─── Quoted text

But with plans to tear down the shopping center that houses their business at the southwest corner of 116th Street and Range Line Road and replace it with a mixed-use development, their future is uncertain.

“I’d like to stay, but if they demolish it I cannot stay here,” AJ Sangani said, adding that he cannot afford to relocate temporarily during construction.

Smart Stop’s lease expired in 2015, Sangani said, but landlord Kite Realty has been renewing it on a month-to-month basis as it develops plans for The Corner, a proposed five-story mixed-use development with more than 200 new residential units.

The Carmel City Council approved rezoning of the site in November 2016, but the project has slowed since then, with architectural drawings shown through the rezoning process not matching original plans presented to the mayor and Carmel Redevelopment Commission.

Carmel Mayor Jim Brainard said in November 2016 that he expected developers to move quickly on the project. He stated April 18 that the project is not on hold and that Kite is “negotiating several issues.”

Officials from Kite declined to comment on the status of The Corner.

Kite Realty has been de-leasing the shopping center in the last two years. The increasing vacancies have been an additional hurdle for business, Sangani said, with fewer people having reasons to visit the shopping center.

Of the few remaining businesses, BMO Harris Bank is in the lone freestanding building on the site, and Regional President of Retail Banking Brad Smith said the branch is in discussions with Kite about its future.

“We view Carmel as an important market for us and are engaged in conversations with the local developer at the Range Line corner to explore the opportunity to expand our services and value to our customers and the overall Carmel community,” he said.

Michael Shuel, owner of MacKenzie River Pizza, Grill & Pub, said that “the project remains fluid.”

In November, Brainard said the restaurant was expected to reopen in the new development, but Shuel did not confirm that.

As for Smart Stop Cleaners, a one-time move is expected to cost between $70,000 and $80,000, Sangani said. And that’s only if he can find a location in Carmel that will allow for a drycleaner, as such businesses are only permitted in a few zoning districts without a variance approval.

“Drycleaning is like a restricted (use),” Sangani said. “In the past they used a kind of chemical we don’t use, but still we have to get approval from the city and state.”

Sangani, an Avon resident, has had discussions about relocating to a site approximately 1 mile north, but if that doesn’t work out he may be forced to leave town. He’s waiting for Kite to give him a 60-day notice in advance of demolition.

“I am willing to stay in Carmel, because I have very loyal customers,” he said. “They love us, and we love them, and I want to serve them.”

──────

According to the article on the planned redevelopment at 116th Street and Range Line Road, how much is a one-time move of Smart Stop Cleaners expected to cost?

─── Records supplied

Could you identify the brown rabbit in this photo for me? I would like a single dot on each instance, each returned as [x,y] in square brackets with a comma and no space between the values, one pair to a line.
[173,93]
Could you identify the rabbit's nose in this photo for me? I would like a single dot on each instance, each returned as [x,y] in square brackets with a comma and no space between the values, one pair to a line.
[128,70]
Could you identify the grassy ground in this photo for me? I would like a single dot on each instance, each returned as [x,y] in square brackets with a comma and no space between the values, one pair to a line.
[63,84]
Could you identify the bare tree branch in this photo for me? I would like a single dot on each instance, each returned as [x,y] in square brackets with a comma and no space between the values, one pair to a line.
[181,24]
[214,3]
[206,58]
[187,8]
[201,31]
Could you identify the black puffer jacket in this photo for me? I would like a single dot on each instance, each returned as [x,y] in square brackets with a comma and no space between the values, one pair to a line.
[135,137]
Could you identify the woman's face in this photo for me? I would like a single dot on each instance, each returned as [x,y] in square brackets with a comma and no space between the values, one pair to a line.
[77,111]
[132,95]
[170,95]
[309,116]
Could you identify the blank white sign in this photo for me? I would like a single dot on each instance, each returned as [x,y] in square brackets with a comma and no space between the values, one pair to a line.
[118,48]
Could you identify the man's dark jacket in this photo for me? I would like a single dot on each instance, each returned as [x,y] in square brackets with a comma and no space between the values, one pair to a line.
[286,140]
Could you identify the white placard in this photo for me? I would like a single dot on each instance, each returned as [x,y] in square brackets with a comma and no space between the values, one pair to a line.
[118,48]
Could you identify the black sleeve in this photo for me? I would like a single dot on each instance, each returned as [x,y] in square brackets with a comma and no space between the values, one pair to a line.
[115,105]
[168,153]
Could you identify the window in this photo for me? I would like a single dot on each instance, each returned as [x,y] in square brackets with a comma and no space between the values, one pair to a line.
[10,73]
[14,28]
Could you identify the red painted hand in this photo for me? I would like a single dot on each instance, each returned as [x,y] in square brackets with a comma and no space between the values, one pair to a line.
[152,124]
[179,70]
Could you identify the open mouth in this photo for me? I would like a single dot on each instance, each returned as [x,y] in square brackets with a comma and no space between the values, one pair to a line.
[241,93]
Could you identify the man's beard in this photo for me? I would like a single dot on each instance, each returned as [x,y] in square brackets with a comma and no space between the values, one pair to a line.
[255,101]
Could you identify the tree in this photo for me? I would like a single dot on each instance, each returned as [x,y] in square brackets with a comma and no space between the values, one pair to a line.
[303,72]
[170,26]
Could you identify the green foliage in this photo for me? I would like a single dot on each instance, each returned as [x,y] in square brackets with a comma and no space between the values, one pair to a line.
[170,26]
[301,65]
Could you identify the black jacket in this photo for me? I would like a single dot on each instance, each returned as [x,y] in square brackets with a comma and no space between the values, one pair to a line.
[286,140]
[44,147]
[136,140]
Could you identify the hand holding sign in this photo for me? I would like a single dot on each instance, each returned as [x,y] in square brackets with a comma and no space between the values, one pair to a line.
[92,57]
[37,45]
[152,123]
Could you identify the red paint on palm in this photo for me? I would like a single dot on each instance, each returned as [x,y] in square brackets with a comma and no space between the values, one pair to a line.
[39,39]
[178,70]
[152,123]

──────

◆ **Output of the task**
Between $70,000 and $80,000.